··· TEXTO PROPORCIONADO

Solidaridad selectiva

Los sindicalistas que piden un impuesto a la riqueza mientras enfrentan denuncias por corrupción interna no son, como podría pensarse, tan solo una contradicción viviente. Son, más bien, una postal. Ni el pobre es siempre justo, ni el rico siempre ruin.

La escena es conocida: un grupo de dirigentes sindicales propone gravar más a los ricos en nombre de la justicia social. Lo hacen con tono encendido, con el puño alzado, con palabras que llevan solo la apariencia de las dignas luchas obreras. Pero, mientras tanto, algunos de sus colegas -no todos, claro- son señalados por robos dentro del propio sindicato. Los mismos dirigentes que exigen que los ricos paguen más impuestos por solidaridad social son los que consideran que los fondos sindicales son una especie de herencia anticipada, un premio por su noble labor de representar a los trabajadores.

La lógica, aunque descarada, es clara. Si yo lucho por los pobres, entonces merezco no ser pobre. Es el socialismo de Schrödinger: redistribucionista y acumulativo al mismo tiempo, dependiendo de quién lo observe.

Es fácil indignarse, pero más interesante es observar. Lo primero que se nota es lo viejo del patrón: pedirles a los demás que paguen, mientras uno se cuida bien de no perder nada. En eso no hay ideología; hay naturaleza humana. Los que gritan contra los ricos no siempre viven como pobres, y los que defienden al mercado no siempre creen en la competencia.

Pedir un impuesto a la riqueza tiene, en la superficie, una lógica impecable. Que quienes más tienen, más contribuyan. Pero en la práctica suele derivar en otra cosa. No en una justicia distributiva real, sino en un castigo simbólico, un alivio moral, una forma de declarar que se está del lado correcto.

Al mismo tiempo, se evita hablar de lo más complejo de resolver: de la eficiencia del Estado, de su tendencia a gastar mal. El Estado ya tiene suficientes recursos para cumplir con sus prioridades. Lo que falta no es plata, sino dejar de hacer política con la billetera ajena mientras se desperdicia la propia. La corrupción en los sindicatos no es distinta, en esencia, de la corrupción en los gobiernos o en las empresas. Lo que la hace más irritante para algunos es la pretensión de virtud. Esa idea de que, por representar al débil, se está inmunizado contra las tentaciones del poder.

······
··· DATOS PROPORCIONADOS

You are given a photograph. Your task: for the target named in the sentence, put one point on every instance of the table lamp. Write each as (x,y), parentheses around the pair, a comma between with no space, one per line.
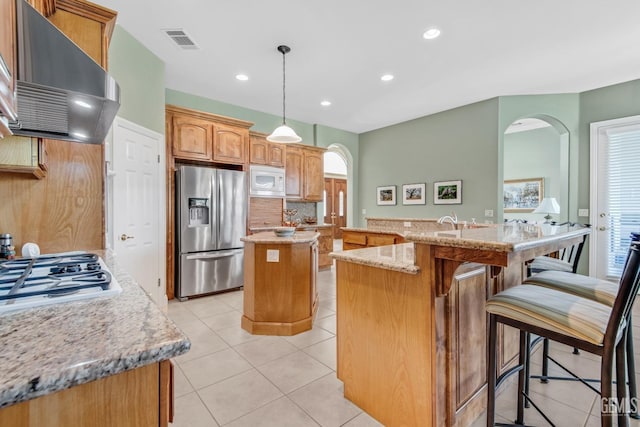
(549,205)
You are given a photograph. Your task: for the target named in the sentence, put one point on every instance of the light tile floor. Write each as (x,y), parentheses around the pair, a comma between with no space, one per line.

······

■ **POR HACER**
[a] En el texto sobre la solidaridad selectiva, ¿qué nombre recibe el socialismo que es redistribucionista y acumulativo al mismo tiempo?
[b] Devuelve sin cambios el tramo del texto sobre la solidaridad selectiva que va desde "Solidaridad selectiva" hasta "a los trabajadores.".

■ **RESPUESTAS**
[a] El socialismo de Schrödinger.

[b]
Solidaridad selectiva

Los sindicalistas que piden un impuesto a la riqueza mientras enfrentan denuncias por corrupción interna no son, como podría pensarse, tan solo una contradicción viviente. Son, más bien, una postal. Ni el pobre es siempre justo, ni el rico siempre ruin.

La escena es conocida: un grupo de dirigentes sindicales propone gravar más a los ricos en nombre de la justicia social. Lo hacen con tono encendido, con el puño alzado, con palabras que llevan solo la apariencia de las dignas luchas obreras. Pero, mientras tanto, algunos de sus colegas -no todos, claro- son señalados por robos dentro del propio sindicato. Los mismos dirigentes que exigen que los ricos paguen más impuestos por solidaridad social son los que consideran que los fondos sindicales son una especie de herencia anticipada, un premio por su noble labor de representar a los trabajadores.